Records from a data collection
--

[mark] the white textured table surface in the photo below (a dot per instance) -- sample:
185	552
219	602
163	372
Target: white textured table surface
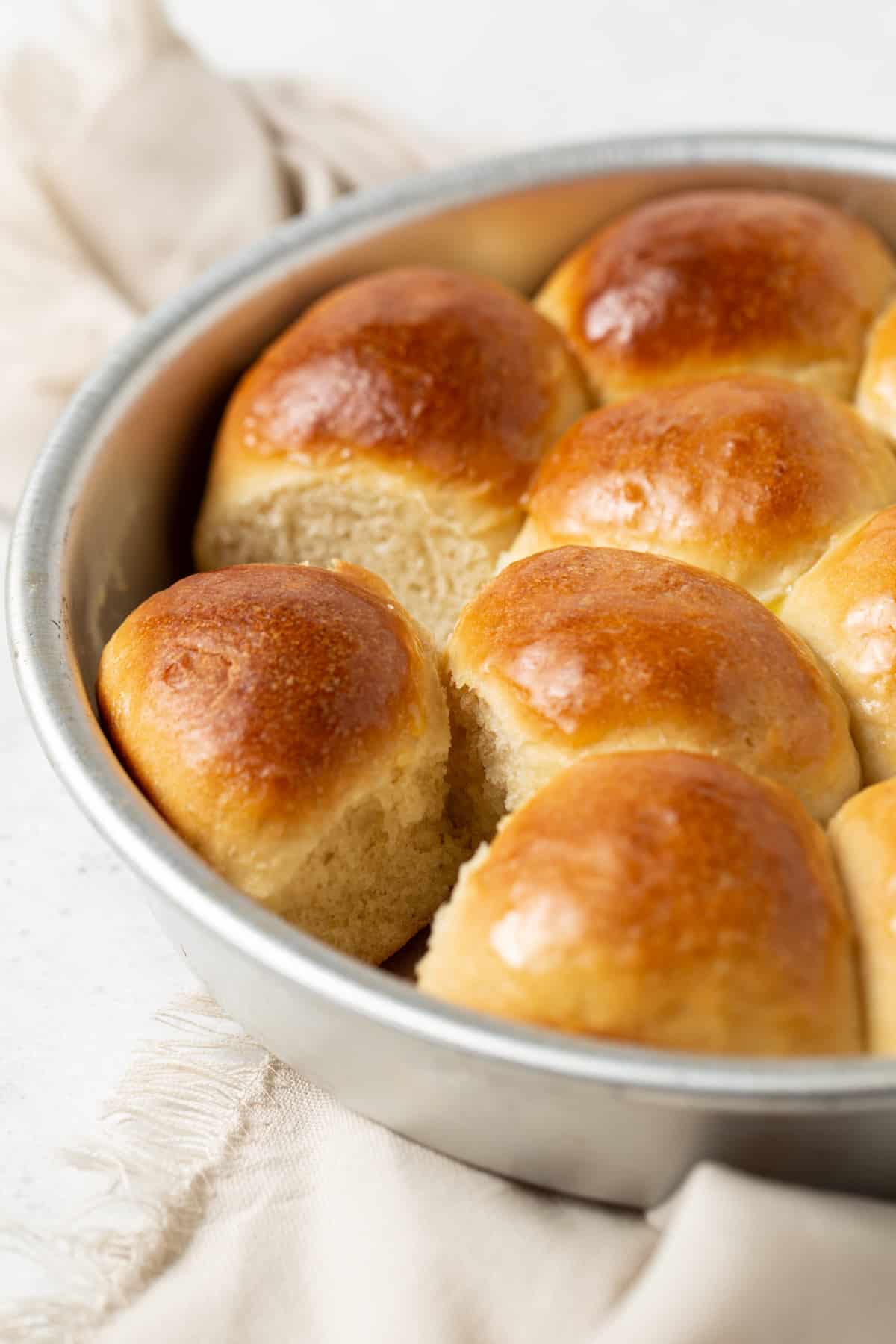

--

What lines above mention "table"? Copy each one.

▶ PROBLEM SOLUTION:
[mark] the white textured table surface in the photo below (a dot per instance) -- sample:
Target: white textured table surface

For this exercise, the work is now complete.